──────── EXERCISE INPUTS ────────

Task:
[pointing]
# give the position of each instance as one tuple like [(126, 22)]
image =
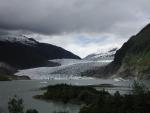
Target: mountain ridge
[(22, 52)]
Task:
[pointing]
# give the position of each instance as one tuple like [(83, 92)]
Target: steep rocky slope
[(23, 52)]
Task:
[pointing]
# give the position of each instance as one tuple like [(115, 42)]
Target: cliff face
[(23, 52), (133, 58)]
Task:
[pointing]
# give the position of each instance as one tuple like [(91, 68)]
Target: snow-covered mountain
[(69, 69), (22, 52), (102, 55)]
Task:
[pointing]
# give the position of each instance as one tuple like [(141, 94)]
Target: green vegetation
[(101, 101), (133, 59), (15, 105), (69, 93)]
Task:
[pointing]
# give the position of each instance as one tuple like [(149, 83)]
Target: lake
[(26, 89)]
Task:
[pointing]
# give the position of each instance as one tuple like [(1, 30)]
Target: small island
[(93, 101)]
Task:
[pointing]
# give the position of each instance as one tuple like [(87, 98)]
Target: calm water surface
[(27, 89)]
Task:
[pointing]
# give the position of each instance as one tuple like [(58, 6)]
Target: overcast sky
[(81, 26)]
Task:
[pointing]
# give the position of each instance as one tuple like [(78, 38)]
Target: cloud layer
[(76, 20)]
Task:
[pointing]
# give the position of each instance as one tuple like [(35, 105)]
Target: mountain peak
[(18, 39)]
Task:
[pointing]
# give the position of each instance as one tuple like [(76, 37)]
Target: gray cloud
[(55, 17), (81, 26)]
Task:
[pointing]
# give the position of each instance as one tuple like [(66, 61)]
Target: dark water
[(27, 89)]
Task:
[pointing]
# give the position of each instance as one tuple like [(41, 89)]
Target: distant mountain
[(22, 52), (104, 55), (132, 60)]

────────

Leave out the pictures and copy every record above exactly.

» OUTPUT:
Task:
[pointing]
# give the position of each instance as one tuple like [(126, 22)]
image =
Target: mountain ridge
[(22, 52)]
Task:
[pointing]
# give the position of each instance as one tuple like [(83, 92)]
Target: steep rocky slope
[(23, 52)]
Task:
[pointing]
# give the position of each instance as one tuple like [(115, 42)]
Target: cliff face
[(23, 52), (133, 58)]
Task:
[pointing]
# give the position of each instance as one tuple like [(91, 68)]
Target: snow-covered mountain
[(69, 69), (22, 52), (102, 55)]
Task:
[pointing]
# give the position of each instance as one tuple like [(141, 94)]
Target: green vegetation
[(101, 101), (133, 59), (15, 105), (69, 93)]
Task:
[pointing]
# give the position of each instance as one tuple like [(149, 83)]
Target: lake
[(26, 89)]
Task:
[pointing]
# give the position of each instance as one tuple like [(1, 30)]
Target: small island
[(93, 101)]
Task:
[pointing]
# give the position of each instance as one tuple like [(87, 98)]
Target: calm water surface
[(27, 89)]
Task:
[pointing]
# give the position of each instance as one tuple like [(58, 6)]
Target: overcast sky
[(81, 26)]
Task:
[pointing]
# give the position of each instance as one tuple like [(78, 38)]
Target: cloud layer
[(76, 20)]
Task:
[pointing]
# give the position of each instance as one tuple like [(35, 105)]
Target: mountain peak
[(18, 39)]
Task:
[pointing]
# give the position of each instance as one tuple like [(76, 37)]
Target: gray cloud
[(55, 17), (81, 26)]
Task:
[pointing]
# give the position of each instance as one tuple like [(66, 61)]
Target: dark water
[(27, 89)]
Task:
[pointing]
# give the position of each instance as one tuple like [(41, 89)]
Target: distant mountain
[(22, 52), (104, 55), (132, 60)]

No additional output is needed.